◆ **Instructions to follow**:
Only the lines that hold the word "find" are wanted from this listing.

--- Given data ---

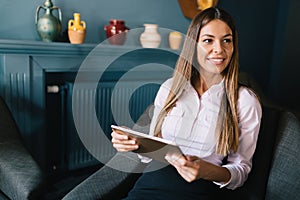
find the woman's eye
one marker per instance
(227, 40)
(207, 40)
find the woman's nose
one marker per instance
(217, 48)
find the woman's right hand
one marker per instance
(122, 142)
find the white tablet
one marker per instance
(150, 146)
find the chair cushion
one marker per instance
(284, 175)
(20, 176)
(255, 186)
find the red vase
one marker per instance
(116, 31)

---
--- Given data ---

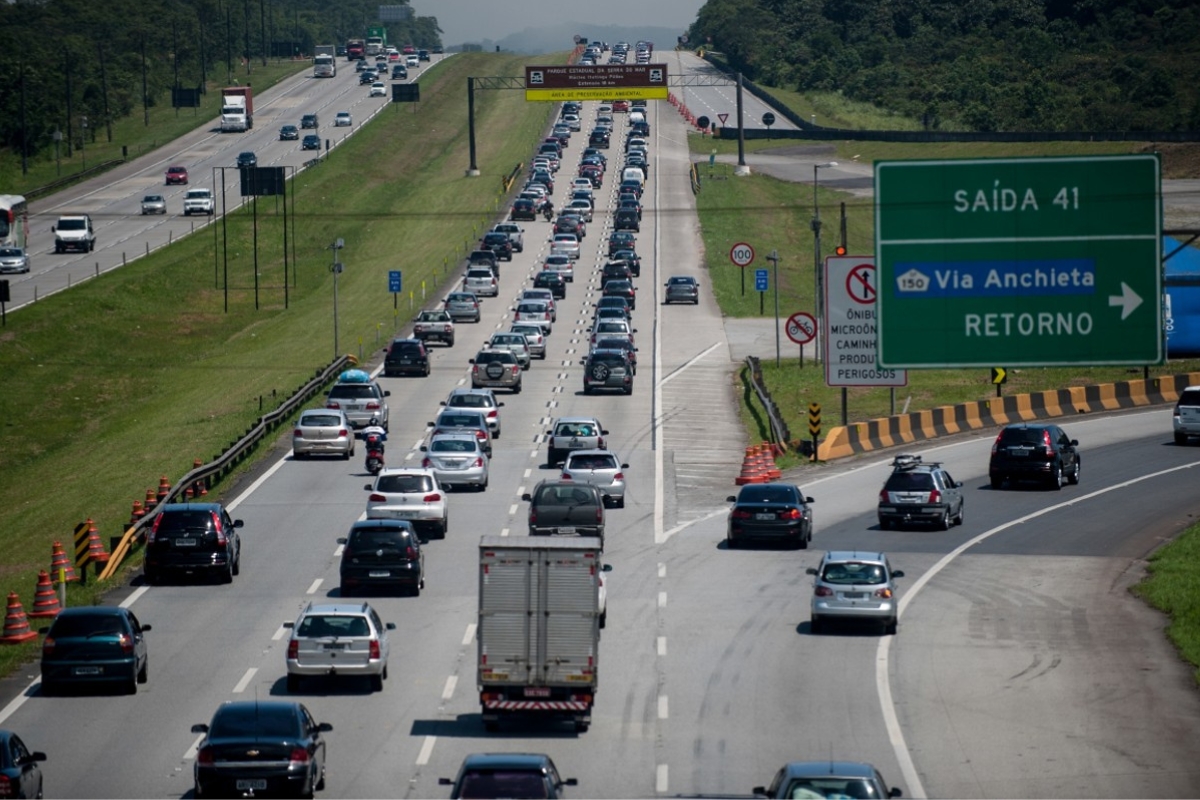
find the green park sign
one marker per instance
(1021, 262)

---
--- Given data ---

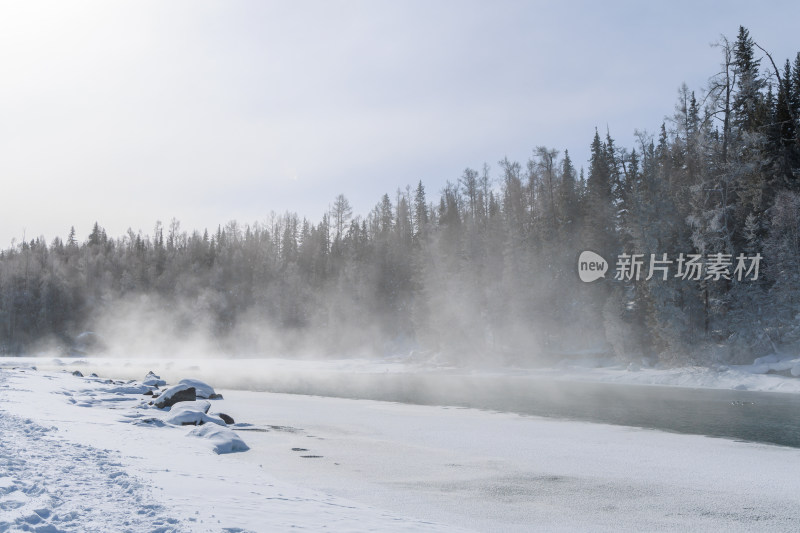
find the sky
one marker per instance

---

◆ **Written solution**:
find the woman's eye
find the woman's nose
find the woman's right hand
find the white tablet
find the chair cushion
find the red vase
find the green park sign
find the sky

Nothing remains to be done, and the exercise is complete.